**Source extract:**
= = = =
The Porsche 928 should be irresistible to car enthusiasts who bemoan the high prices of vintage cars these days. Prices for these supercars have remained subdued and while I loathe predictions (“It’s difficult to make predictions, especially about the future” – Danish proverb, often attributed to Yogi Berra), the 928 will likely mature into a higher price realm one of these days. Launched in 1977, this model was a response to the 911’s problems: it spun ’round like a carousel when pressed yet wasn’t very powerful, it was uncomfortable, and it looked weird. Porsche 911 production in the 1960s amounted to just a few thousand each year. Also, US emissions and safety regulations were coming into view, agonizing the engineering team. Rather than fixing the 911, Porsche decided a GT was the answer. Gestation began in 1971, and fully six years later, out popped the 928. With a brand new water-cooled V8 and a conventional layout, the new car sent Porsche-philes away hissing and spitting, but new buyers flocked to the model. Here on craigslist is a 1979 Porsche 928 with an asking price of $25,500. This car can ferry you home from Burnsville, North Carolina. Thanks to PRA4SNW for sending in this great tip!

These cars provide a silky, competent ride without losing the sporting feel we all want. The 4.5-liter Bosch-injected aluminum V8 makes 220 hp. The power plant is mated to a five-speed transaxle for a near-50/50 weight distribution. Schooled by the 911’s poor habit of snap-around, Porsche introduced the Weissach axle to ensure  -without a doubt – that even in the most aggressive hands, the 928 would steer straight and true on the hairpins. The seller indicates the motor has been re-sealed and the timing belt is new; the water pump and clutch cylinders were replaced, and brake work was performed – all receipts are with the car. The 928 will rocket from zero to sixty in seven seconds, and you won’t know how you got there – it’s that mannerly.

The interior is a B+ at the least, with no visible wear on the seats or dash. Clean up the driver’s heel pad by the pedals, and you might not know this car has traveled 82,000 miles. The AC has been serviced, the ignition and door locks are new, and the radio is Bluetooth-capable. Later cars acquired a lot of power-assisted functions in the cabin, which can be annoying to fix; early cars are simpler.

The underside is free of visible rust and largely straight. The front valence is undamaged. The phone-dial wheels look sharp, as does the paint. Ok, there’s one fly in the ointment: these cars are not cheap to maintain or repair. For that, you want an MGB. But if you can afford to adopt a sporty supercar, the seller’s price is on the reasonable side, with much of the tricky mechanical work already completed.
= = = =
**Given entries:**
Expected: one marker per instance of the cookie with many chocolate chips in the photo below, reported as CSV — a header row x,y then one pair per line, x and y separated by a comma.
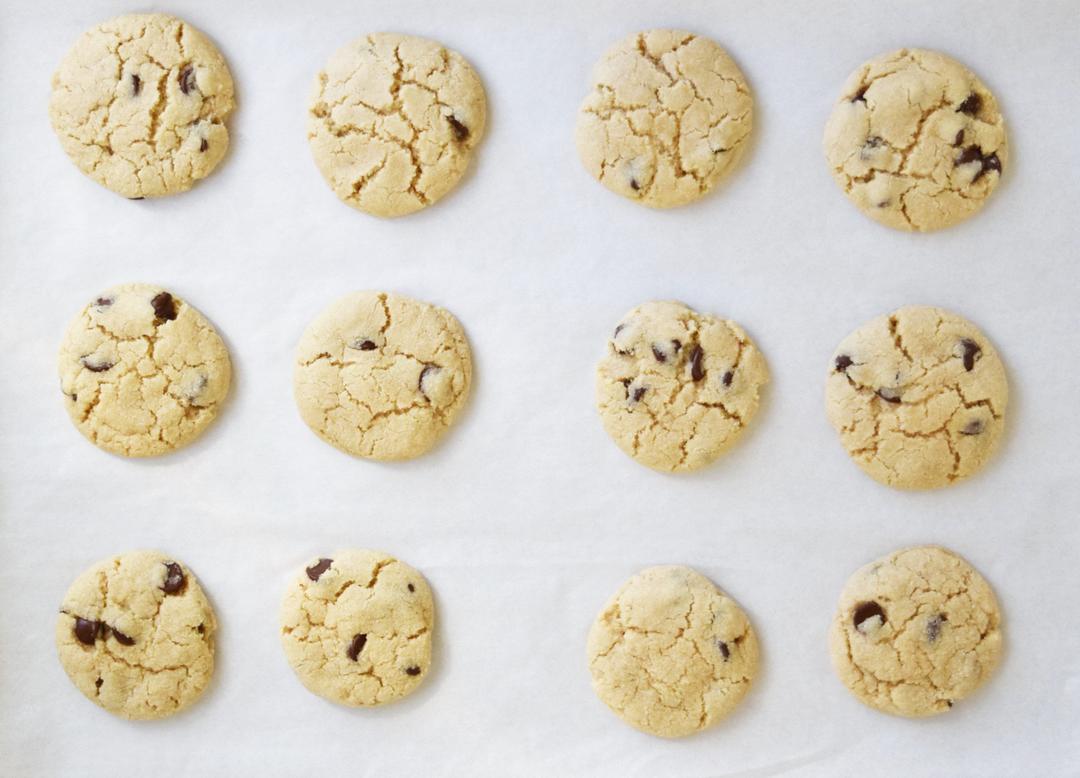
x,y
139,105
667,118
382,376
918,398
393,121
356,627
916,631
143,373
671,654
136,635
916,141
677,388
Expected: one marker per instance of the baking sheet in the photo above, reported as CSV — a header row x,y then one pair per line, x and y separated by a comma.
x,y
528,518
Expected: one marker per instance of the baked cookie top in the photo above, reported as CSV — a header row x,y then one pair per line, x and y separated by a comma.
x,y
916,141
143,373
393,121
139,105
918,398
666,119
916,631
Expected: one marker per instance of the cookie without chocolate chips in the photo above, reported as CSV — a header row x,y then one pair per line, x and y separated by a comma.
x,y
916,631
356,628
677,388
918,398
139,105
382,376
667,118
671,654
143,373
916,141
136,635
393,121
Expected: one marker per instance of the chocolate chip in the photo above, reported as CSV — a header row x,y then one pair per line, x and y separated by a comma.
x,y
971,105
697,370
971,352
164,306
319,567
864,612
175,579
187,79
356,646
934,627
85,630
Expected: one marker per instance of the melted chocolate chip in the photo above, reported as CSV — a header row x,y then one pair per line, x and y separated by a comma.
x,y
85,630
175,580
164,306
356,646
697,369
319,567
865,612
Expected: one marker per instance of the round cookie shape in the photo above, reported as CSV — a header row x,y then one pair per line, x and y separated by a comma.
x,y
666,119
916,631
136,635
918,398
916,141
393,120
356,628
671,654
139,105
382,376
677,388
143,373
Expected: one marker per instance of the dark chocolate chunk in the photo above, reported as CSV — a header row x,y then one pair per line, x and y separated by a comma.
x,y
319,567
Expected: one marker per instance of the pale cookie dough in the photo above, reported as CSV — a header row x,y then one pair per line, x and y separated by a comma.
x,y
918,398
139,105
916,631
672,654
356,628
382,376
667,118
143,373
677,388
916,141
392,122
136,635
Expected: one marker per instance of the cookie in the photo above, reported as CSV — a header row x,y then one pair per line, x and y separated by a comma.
x,y
671,654
139,105
916,631
393,121
356,628
916,141
143,373
667,117
918,398
136,635
677,388
382,376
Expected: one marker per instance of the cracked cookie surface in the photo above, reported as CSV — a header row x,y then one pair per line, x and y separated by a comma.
x,y
393,121
916,141
671,654
677,388
667,118
356,627
382,376
918,398
139,105
136,635
143,373
916,631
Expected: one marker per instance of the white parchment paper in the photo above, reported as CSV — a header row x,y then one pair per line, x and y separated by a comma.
x,y
528,518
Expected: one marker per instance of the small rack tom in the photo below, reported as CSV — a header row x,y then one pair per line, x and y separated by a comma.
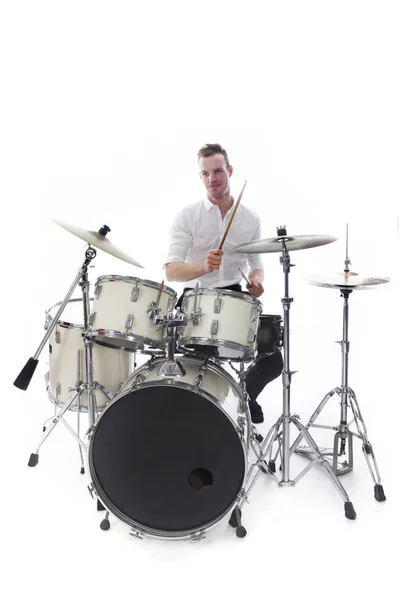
x,y
221,322
123,312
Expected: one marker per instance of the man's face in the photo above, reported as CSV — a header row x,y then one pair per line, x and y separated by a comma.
x,y
215,175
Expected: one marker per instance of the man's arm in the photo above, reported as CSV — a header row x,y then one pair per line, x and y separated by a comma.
x,y
180,271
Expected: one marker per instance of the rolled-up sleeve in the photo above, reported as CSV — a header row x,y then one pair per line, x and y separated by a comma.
x,y
180,239
254,260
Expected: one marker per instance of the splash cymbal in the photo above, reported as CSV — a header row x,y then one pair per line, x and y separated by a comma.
x,y
99,240
292,242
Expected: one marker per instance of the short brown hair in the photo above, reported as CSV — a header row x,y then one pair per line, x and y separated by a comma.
x,y
211,150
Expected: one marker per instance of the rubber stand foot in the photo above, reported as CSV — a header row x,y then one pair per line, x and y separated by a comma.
x,y
349,511
379,493
105,525
33,460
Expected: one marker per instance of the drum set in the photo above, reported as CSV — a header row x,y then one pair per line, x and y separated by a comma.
x,y
170,447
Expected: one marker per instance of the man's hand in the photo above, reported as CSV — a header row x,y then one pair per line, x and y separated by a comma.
x,y
255,288
213,260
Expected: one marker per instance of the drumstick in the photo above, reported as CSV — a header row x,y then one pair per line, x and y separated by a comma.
x,y
160,290
231,217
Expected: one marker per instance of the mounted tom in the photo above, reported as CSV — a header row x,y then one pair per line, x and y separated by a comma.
x,y
220,322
= = = =
**Directions:**
a: Translate this sentence from the Porsche 928 write-up into Spanish: "The underside is free of visible rust and largely straight."
b: Please rewrite the Porsche 928 write-up starting at "The interior is" and ending at "cars are simpler.", substituting "upholstery" for "seats".
The lines aren't needed for any of this.

**Replies:**
a: La parte inferior no presenta óxido visible y está mayormente recta.

b:
The interior is a B+ at the least, with no visible wear on the upholstery or dash. Clean up the driver’s heel pad by the pedals, and you might not know this car has traveled 82,000 miles. The AC has been serviced, the ignition and door locks are new, and the radio is Bluetooth-capable. Later cars acquired a lot of power-assisted functions in the cabin, which can be annoying to fix; early cars are simpler.